I'll be honest with you — I hoped I'd be writing a different update this week. The ceasefire was announced on 8 April and for a few days there was genuine optimism that the Strait might reopen. That's not where we are.

The Islamabad talks collapsed on Sunday 12 April after 21 hours of negotiations. JD Vance flew home without a deal. Within hours, Trump announced that the US Navy would begin blockading Iranian ports — and at 10am Washington time on Monday 13 April, that blockade went live.

That's the situation as of this morning. The Strait of Hormuz is not open. It's now caught between an Iranian-controlled chokepoint and a US naval blockade of Iranian-linked shipping. Either way, commercial shipping is not flowing freely, and that's the reality we're all operating in.

 

KEY NUMBERS AT A GLANCE  —  15 APRIL 2026

Brent Crude: ~USD $91–99/bbl (volatile)     Vessels Trapped in Gulf: 800+     AU Diesel vs Feb: +40%     Cape Routing Adds: +10–14 days     Ceasefire Expires: 21 April

What Actually Happened — Quick Rundown

8 April —  A two-week ceasefire was agreed. Iran started letting ships through — but at a price. Literally. They were charging over USD $1 million per vessel in transit tolls. Not exactly reopening the strait in good faith.

12 April —  US-Iran talks in Islamabad broke down. The sticking point? Iran wouldn't commit to giving up its nuclear weapons program. The US delegation packed up and left after 21 hours.

- - -

[EXERCISE TASK 1]: Identify each line of the records that contains the string "lever", and copy those lines out.
The text and the records are unrelated to each other.

- - -

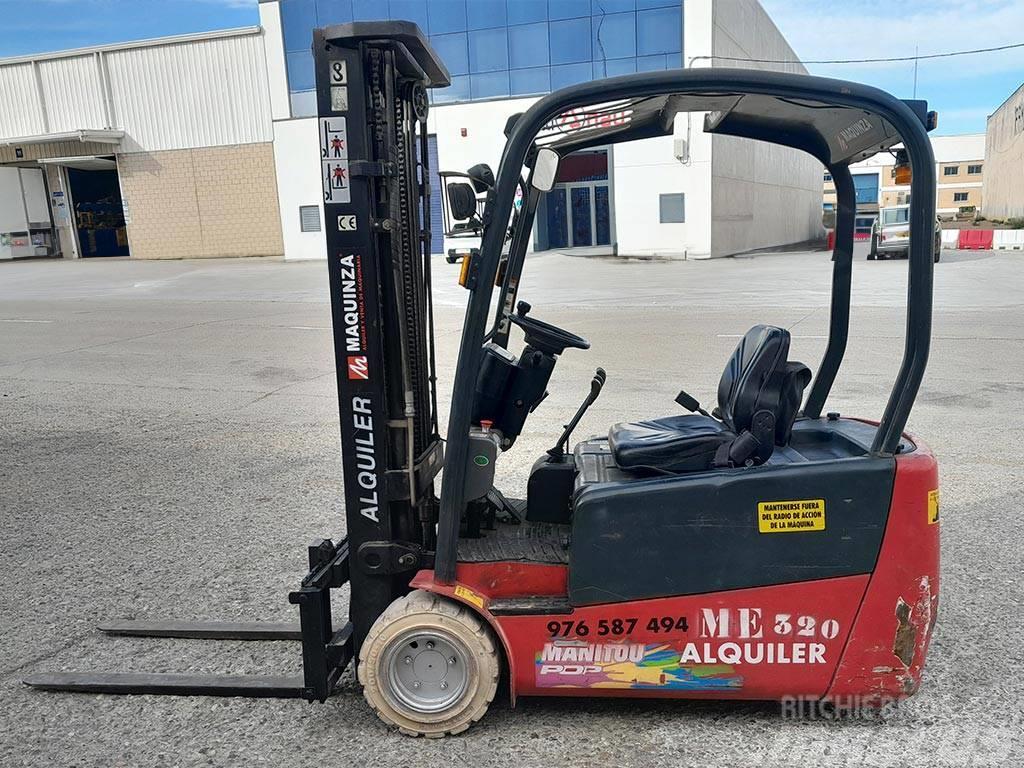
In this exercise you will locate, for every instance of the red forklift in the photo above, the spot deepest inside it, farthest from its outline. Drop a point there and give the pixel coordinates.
(760, 549)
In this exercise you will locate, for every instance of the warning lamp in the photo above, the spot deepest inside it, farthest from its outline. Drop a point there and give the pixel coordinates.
(465, 268)
(901, 173)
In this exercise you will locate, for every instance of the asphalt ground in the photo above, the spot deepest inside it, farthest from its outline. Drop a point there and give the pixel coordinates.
(169, 445)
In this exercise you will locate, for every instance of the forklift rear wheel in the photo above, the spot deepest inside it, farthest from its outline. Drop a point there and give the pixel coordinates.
(428, 666)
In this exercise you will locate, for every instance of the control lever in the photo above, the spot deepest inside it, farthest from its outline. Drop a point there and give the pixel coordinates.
(595, 389)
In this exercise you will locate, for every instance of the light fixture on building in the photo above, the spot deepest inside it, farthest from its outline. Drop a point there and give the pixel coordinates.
(901, 173)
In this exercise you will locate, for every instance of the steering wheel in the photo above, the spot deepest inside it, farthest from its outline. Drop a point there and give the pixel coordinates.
(543, 336)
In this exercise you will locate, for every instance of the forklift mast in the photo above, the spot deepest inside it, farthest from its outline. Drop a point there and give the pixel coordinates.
(372, 103)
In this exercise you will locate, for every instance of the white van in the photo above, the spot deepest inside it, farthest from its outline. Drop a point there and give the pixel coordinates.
(891, 235)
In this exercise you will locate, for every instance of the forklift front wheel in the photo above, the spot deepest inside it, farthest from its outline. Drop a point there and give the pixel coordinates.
(428, 666)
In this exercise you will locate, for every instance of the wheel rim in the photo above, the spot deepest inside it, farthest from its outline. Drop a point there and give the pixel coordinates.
(427, 671)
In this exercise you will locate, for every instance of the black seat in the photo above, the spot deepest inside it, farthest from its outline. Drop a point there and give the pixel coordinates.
(758, 398)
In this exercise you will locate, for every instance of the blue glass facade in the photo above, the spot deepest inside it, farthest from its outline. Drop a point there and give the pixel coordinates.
(503, 48)
(866, 187)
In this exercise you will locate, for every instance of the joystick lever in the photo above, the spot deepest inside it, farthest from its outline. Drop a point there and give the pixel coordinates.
(596, 385)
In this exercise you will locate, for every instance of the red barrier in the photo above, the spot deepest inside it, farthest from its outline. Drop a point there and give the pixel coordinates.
(975, 240)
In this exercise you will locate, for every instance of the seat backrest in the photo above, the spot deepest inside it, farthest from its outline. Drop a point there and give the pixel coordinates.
(754, 377)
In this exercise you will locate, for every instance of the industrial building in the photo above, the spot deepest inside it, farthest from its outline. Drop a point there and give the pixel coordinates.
(158, 148)
(961, 171)
(692, 195)
(206, 144)
(1005, 148)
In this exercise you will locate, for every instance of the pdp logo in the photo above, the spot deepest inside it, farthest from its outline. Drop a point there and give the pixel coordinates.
(357, 368)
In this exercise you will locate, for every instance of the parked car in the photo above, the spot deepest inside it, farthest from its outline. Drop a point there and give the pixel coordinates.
(891, 235)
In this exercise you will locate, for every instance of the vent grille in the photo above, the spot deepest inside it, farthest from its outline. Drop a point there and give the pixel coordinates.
(309, 218)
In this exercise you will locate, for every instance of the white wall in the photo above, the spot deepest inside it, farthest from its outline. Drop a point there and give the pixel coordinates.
(1004, 172)
(296, 157)
(173, 93)
(273, 44)
(483, 142)
(763, 195)
(643, 171)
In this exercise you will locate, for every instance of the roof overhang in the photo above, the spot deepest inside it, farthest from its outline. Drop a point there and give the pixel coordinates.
(84, 135)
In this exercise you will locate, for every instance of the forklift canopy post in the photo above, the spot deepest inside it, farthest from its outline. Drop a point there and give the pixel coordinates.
(838, 122)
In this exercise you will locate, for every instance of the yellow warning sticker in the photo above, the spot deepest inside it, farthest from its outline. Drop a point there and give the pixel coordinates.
(468, 595)
(793, 516)
(933, 506)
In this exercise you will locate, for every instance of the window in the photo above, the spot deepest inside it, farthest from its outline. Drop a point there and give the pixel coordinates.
(673, 208)
(488, 85)
(487, 50)
(895, 216)
(454, 50)
(866, 187)
(298, 18)
(614, 36)
(444, 15)
(570, 41)
(309, 218)
(530, 82)
(659, 31)
(527, 45)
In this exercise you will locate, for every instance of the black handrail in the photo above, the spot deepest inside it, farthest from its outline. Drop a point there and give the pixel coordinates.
(839, 312)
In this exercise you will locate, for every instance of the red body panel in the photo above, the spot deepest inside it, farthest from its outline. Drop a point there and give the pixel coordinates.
(886, 652)
(861, 636)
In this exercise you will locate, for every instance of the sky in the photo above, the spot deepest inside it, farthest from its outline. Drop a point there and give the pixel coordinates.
(964, 89)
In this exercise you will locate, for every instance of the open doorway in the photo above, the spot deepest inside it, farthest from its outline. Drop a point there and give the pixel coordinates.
(97, 209)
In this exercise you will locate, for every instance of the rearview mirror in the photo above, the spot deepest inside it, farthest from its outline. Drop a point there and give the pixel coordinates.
(545, 168)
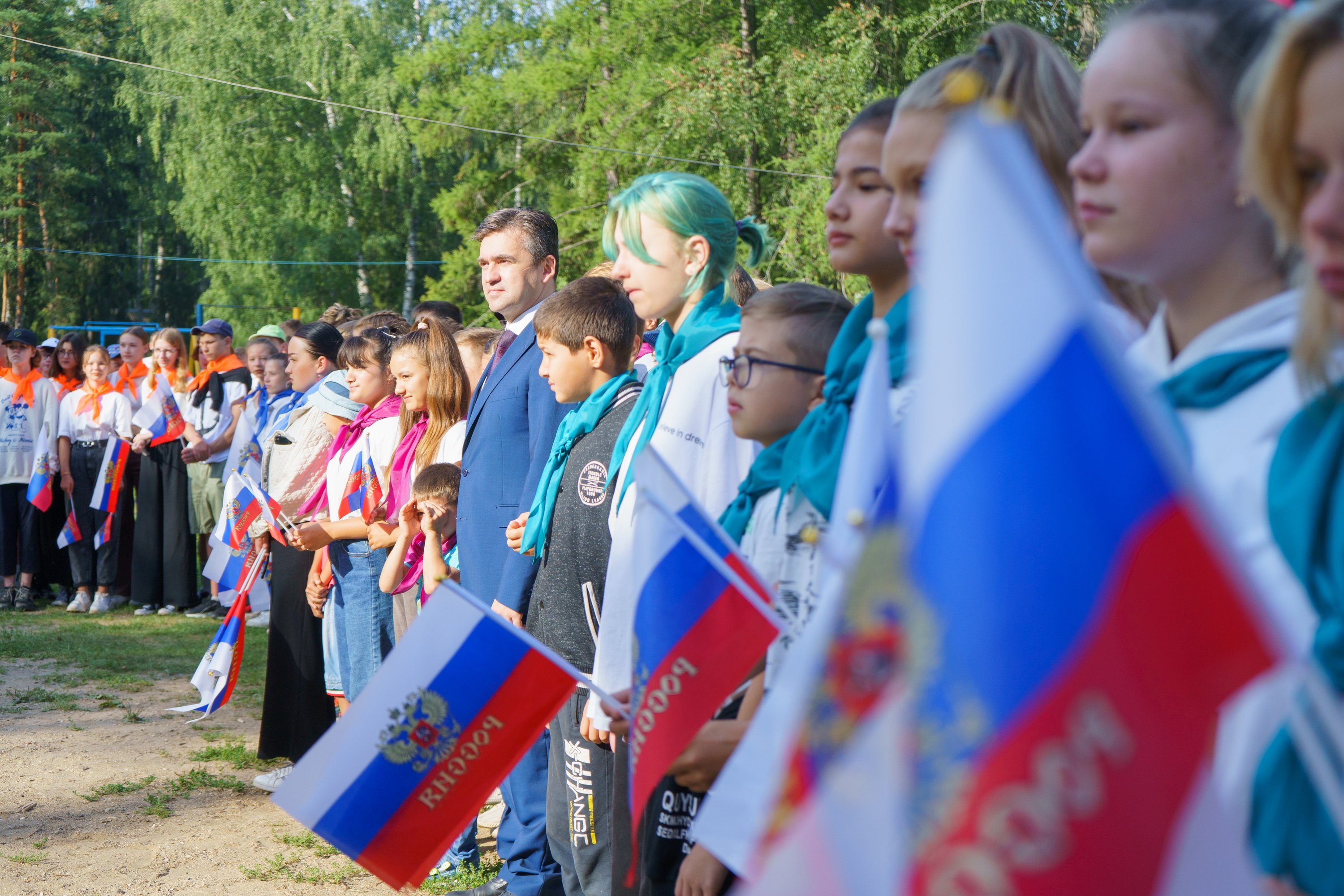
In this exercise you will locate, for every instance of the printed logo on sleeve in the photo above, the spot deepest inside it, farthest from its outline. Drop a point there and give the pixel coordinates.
(592, 485)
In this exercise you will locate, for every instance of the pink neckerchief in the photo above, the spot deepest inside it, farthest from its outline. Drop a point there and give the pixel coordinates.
(390, 406)
(346, 440)
(400, 472)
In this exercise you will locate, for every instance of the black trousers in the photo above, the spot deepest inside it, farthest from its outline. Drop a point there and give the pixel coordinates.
(18, 531)
(164, 554)
(296, 710)
(129, 513)
(580, 789)
(54, 562)
(90, 566)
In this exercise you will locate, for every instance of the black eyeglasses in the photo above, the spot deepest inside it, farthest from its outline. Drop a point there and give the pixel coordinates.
(738, 370)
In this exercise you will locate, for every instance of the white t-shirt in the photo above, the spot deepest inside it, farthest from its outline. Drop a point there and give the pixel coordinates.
(695, 437)
(113, 418)
(1232, 445)
(21, 429)
(383, 437)
(210, 422)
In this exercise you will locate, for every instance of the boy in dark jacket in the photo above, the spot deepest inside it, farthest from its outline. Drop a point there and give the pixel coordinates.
(588, 335)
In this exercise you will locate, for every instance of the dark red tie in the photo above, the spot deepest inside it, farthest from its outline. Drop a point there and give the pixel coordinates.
(506, 340)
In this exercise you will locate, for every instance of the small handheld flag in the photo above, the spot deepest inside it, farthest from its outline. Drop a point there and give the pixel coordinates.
(39, 487)
(445, 719)
(276, 519)
(104, 532)
(217, 673)
(702, 622)
(108, 485)
(159, 414)
(69, 532)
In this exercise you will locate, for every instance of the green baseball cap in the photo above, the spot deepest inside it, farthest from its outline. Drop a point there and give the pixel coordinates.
(271, 331)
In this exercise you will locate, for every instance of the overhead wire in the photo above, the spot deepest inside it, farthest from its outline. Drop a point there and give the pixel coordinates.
(428, 121)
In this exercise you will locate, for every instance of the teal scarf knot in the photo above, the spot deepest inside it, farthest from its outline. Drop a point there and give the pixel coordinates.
(761, 480)
(1219, 378)
(812, 454)
(1291, 829)
(710, 320)
(576, 425)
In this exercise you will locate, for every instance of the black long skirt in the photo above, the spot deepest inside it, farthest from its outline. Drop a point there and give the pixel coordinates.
(164, 569)
(296, 710)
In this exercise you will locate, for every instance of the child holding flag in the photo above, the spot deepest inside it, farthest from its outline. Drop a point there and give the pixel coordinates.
(30, 405)
(357, 465)
(160, 575)
(588, 334)
(89, 418)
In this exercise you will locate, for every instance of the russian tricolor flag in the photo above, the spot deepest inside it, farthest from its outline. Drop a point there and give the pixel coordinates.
(702, 622)
(69, 532)
(43, 462)
(217, 673)
(159, 414)
(108, 487)
(1082, 629)
(445, 719)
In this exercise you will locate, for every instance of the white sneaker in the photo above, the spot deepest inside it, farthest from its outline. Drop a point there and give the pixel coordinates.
(272, 781)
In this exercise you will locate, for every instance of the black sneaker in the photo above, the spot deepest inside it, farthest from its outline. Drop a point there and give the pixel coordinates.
(202, 610)
(23, 599)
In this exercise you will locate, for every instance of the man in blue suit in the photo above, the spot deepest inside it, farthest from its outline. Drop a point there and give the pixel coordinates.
(510, 429)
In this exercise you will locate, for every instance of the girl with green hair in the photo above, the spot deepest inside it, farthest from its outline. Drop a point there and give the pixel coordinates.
(674, 241)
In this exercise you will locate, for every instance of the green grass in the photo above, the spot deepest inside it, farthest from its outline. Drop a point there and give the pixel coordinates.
(281, 867)
(123, 652)
(121, 788)
(50, 699)
(465, 878)
(236, 754)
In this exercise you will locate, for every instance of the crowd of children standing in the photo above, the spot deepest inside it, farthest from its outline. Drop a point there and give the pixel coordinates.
(1201, 156)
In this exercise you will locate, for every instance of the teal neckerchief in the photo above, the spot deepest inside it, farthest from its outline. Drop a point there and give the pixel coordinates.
(1219, 378)
(710, 320)
(577, 424)
(761, 480)
(812, 456)
(1291, 829)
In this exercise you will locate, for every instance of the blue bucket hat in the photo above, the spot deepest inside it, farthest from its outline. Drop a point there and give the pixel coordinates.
(334, 398)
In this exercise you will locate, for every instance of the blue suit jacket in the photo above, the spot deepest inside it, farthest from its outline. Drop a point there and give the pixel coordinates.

- - -

[EXERCISE TASK 2]: Extend the update on the Strait of Hormuz, picking up after its final sentence.

[EXERCISE RESPONSE 1]:
In this exercise you will locate, for every instance of the control lever in the photo above, the spot deepest inside it, farthest from its outline. Drop a point there and give the pixel coordinates.
In this exercise you will locate, for every instance of the joystick lever in the photo above, the spot deepest inside it, farthest from its outline. Drop a point there and give the pixel coordinates.

[EXERCISE RESPONSE 2]:
13 April —  US Navy blockade of Iranian ports and coastal areas began. CENTCOM was clear that this isn't a full closure of the strait — ships going to and from non-Iranian ports can still pass. But in practice, the combination of Iranian mines, IRGC threats, cancelled war risk insurance and now a naval blockade means very few commercial vessels are willing to take the risk.

14–15 April —  Oil briefly spiked above $101/bbl Monday before easing to around $91–94 when the White House signalled it might be open to further talks. Nothing's scheduled. A third US aircraft carrier strike group is now heading to the region. The UK is leading a 40+ nation coalition exploring a peaceful minesweeping mission.

 

⚠  One Thing I Need to Be Clear About

The US blockade is NOT a full closure of the Strait of Hormuz. CENTCOM has confirmed that vessels going to and from non-Iranian ports can still transit. But let me be straight — for practical freight purposes, treat Hormuz as closed. Commercial shipping isn't going through because of mine threats, IRGC activity, and the fact that most war risk insurance on Gulf transits was cancelled back in early March. The legal technicality doesn't change the operational reality.

So What Does This Actually Mean for You?

If you're shipping from or to Australia — whether that's exports to Asia, imports from Europe, food shipments to the Middle East, or anything in between — here's the honest picture.

Ocean freight to Europe, the UK, and the Middle East is now routing via the Cape of Good Hope. Every major carrier — Hapag-Lloyd, Maersk, CMA CGM, MSC, OOCL, ONE, PIL, Evergreen — has pulled out of Suez and Hormuz transits. That adds 10 to 14 days to your transit times and it's not coming back quickly. Xeneta's chief analyst has said plans for any return to the Suez Canal in 2026 are off the table. Eurasia Group says even when Hormuz does eventually reopen, it'll take at least two months for shipping to normalise — and that's the optimistic scenario.

Surcharges are on everything. Every carrier servicing Australia has an Emergency Bunker Surcharge or Emergency Fuel Surcharge active right now. We're tracking all 15+ carriers and not a single one has removed or reduced their surcharge. They range from USD $75 to $975 per container depending on the carrier and trade lane. These are reviewed weekly or fortnightly — so the number your supplier quoted you last week may not be the number we're working with today.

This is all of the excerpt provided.